● **Problem to work on**: Output all lines exactly, with nothing added or dropped.

● **Items**:
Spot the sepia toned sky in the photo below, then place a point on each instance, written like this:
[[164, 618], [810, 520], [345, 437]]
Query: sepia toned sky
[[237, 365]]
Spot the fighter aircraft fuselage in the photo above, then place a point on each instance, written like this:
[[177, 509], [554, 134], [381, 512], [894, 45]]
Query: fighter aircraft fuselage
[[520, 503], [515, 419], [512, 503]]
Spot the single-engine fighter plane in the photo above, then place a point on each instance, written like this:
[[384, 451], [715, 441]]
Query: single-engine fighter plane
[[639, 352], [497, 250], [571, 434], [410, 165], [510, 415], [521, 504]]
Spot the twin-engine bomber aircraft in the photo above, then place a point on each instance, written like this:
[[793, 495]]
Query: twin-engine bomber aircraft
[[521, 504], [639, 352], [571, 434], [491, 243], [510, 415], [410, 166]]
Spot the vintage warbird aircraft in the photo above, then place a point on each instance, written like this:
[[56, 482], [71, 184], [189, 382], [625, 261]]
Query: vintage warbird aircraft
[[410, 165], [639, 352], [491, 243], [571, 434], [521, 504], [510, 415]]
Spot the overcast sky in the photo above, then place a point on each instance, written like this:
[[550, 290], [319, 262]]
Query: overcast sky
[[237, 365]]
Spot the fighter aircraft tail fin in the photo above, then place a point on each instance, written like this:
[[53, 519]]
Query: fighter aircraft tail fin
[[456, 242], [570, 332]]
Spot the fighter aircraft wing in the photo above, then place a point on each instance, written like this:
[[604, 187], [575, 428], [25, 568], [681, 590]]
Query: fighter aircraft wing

● **The output**:
Spot the sepia toned sky in the photo below, then place a point on each instance, written like this:
[[164, 618], [810, 520], [345, 437]]
Query: sepia toned sky
[[237, 365]]
Spot the fighter aircraft fuselage in the photo above, then place a point on each instance, written like this:
[[177, 509], [554, 134], [381, 512], [894, 45]]
Query: fighter aircraft fuselage
[[520, 503], [515, 419], [512, 503]]
Spot the single-engine fighter plane in the photo above, then place a point on each instance, written like this:
[[384, 451], [715, 441]]
Query: single-engine fighter plane
[[639, 352], [497, 250], [571, 434], [410, 165], [510, 415], [521, 504]]
Spot the twin-engine bomber aircraft in the photo above, then place a point on each instance, written like this:
[[793, 495]]
Query: twin-engine bomber aircraft
[[521, 504], [639, 352], [571, 434], [491, 243], [510, 415], [410, 166]]
Spot the vintage warbird aircraft in the photo above, then place a point on each instance, written like this:
[[56, 482], [71, 184], [189, 382], [625, 261]]
Query: vintage warbird aircraft
[[410, 165], [639, 352], [491, 243], [571, 434], [521, 504], [510, 415]]
Spot the overcast sky in the photo above, then place a point on each instance, written like this:
[[550, 290], [319, 262]]
Query: overcast sky
[[237, 365]]
Spot the fighter aircraft tail fin in the photo above, then place a point on each instance, written like this:
[[53, 519]]
Query: fighter aircraft tail fin
[[456, 242], [570, 332]]
Spot the fighter aircraft wing in the photo above, then place a point on each instance, written like this:
[[604, 187], [575, 428], [25, 568], [681, 590]]
Query: fighter aircraft wing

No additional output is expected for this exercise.